What needs to be done:
From the rows below, pull out each line that contains the word "green" and copy it in full.

# # # # #

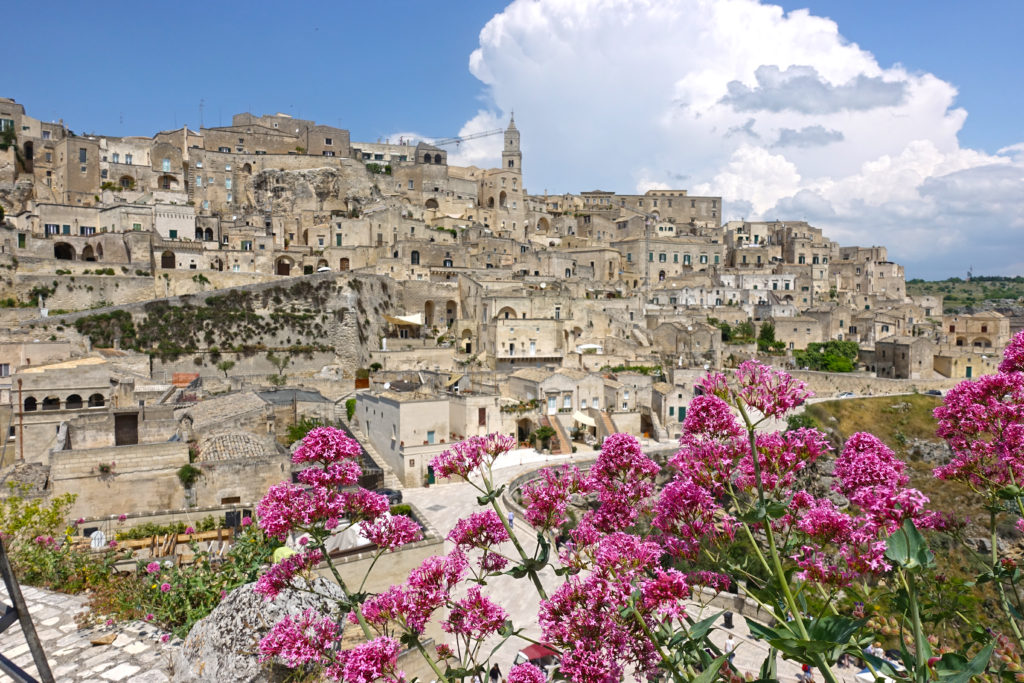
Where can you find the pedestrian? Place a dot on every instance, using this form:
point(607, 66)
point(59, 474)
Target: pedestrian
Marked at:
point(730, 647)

# # # # #

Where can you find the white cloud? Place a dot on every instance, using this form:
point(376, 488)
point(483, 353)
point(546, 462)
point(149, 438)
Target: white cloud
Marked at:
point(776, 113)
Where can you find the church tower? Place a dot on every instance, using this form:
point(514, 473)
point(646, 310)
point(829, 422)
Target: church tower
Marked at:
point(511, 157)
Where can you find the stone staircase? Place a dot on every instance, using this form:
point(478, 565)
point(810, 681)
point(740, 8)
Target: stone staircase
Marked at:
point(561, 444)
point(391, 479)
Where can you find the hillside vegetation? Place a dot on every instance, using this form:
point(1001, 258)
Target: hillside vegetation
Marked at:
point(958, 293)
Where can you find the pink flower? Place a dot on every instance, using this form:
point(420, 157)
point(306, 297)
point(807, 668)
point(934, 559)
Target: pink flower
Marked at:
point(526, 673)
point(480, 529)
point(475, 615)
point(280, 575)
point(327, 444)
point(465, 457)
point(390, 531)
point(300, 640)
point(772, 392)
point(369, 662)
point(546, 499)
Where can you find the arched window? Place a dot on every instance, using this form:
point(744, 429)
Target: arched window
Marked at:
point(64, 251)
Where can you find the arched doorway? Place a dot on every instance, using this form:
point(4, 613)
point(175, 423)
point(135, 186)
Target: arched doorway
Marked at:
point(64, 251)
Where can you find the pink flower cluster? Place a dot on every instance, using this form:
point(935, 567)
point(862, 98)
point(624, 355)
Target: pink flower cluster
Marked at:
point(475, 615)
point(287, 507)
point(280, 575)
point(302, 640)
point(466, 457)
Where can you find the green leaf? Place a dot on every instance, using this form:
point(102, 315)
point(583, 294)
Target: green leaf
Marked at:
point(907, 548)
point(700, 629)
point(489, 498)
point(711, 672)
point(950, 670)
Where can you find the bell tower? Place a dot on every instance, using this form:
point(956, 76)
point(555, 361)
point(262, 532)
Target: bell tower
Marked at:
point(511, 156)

# # # # #

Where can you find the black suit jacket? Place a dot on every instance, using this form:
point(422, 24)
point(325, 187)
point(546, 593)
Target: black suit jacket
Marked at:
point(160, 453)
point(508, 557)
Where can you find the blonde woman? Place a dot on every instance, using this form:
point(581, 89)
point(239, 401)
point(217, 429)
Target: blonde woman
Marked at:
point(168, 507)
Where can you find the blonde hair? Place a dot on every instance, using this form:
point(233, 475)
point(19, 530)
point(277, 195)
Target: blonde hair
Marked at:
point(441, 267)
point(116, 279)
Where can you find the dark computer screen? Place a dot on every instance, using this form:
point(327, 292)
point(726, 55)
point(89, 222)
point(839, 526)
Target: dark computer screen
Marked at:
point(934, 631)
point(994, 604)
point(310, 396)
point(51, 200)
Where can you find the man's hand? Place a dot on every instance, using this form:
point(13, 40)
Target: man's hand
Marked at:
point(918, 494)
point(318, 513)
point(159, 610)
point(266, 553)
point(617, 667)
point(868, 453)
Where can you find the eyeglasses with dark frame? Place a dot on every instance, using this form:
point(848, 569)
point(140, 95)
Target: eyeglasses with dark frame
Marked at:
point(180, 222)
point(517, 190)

# # # # #

Worked solution:
Where can you find the green leaf? Place a dot on every instance, using this form:
Target: green leaf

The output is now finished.